» ENTRIES SUPPLIED
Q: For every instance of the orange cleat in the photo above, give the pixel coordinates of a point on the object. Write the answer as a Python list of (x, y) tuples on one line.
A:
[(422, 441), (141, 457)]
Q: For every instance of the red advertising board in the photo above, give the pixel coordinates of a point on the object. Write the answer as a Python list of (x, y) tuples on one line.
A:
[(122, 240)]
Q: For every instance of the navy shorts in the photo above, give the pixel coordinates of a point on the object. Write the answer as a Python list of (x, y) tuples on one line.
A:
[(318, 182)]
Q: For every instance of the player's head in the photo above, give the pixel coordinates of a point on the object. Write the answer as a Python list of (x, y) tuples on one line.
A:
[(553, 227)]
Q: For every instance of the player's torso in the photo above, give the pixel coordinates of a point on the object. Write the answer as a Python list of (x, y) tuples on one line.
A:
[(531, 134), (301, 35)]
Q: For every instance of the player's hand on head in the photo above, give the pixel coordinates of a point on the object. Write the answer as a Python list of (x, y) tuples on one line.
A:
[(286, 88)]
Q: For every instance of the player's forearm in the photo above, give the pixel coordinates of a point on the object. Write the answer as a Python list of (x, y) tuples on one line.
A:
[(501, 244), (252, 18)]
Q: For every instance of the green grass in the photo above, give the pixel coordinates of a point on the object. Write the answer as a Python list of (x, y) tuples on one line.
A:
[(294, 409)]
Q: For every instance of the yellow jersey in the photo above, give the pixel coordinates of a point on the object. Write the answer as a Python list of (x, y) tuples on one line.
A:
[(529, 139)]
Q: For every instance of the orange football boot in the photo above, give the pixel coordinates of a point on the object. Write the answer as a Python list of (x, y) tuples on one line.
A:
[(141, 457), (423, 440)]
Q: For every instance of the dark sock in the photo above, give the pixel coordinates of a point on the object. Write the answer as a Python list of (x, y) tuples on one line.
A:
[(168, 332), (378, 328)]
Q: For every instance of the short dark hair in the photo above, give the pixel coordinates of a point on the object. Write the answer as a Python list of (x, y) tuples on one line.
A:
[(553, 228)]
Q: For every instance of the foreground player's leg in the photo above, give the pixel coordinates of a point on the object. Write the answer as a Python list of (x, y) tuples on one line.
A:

» EXERCISE DETAILS
Transcribe, exactly and without additions, the lines of the records above, beginning with the line that contains "Q: For every instance of the player's hand" and ending with the line that contains "Q: For every instance of the player's forearm", both included.

» ANSWER TO THIS EXERCISE
Q: For every instance of the player's hand on head in the photo above, give the pixel coordinates of a point on the object. Write the answer as a Python list of (x, y) tuples on one line.
A:
[(286, 88)]
Q: For every instance of the player's forearm in the photo above, give the pixel coordinates of a point on the object. Write the answer as a Python list of (x, y) tuples on one line.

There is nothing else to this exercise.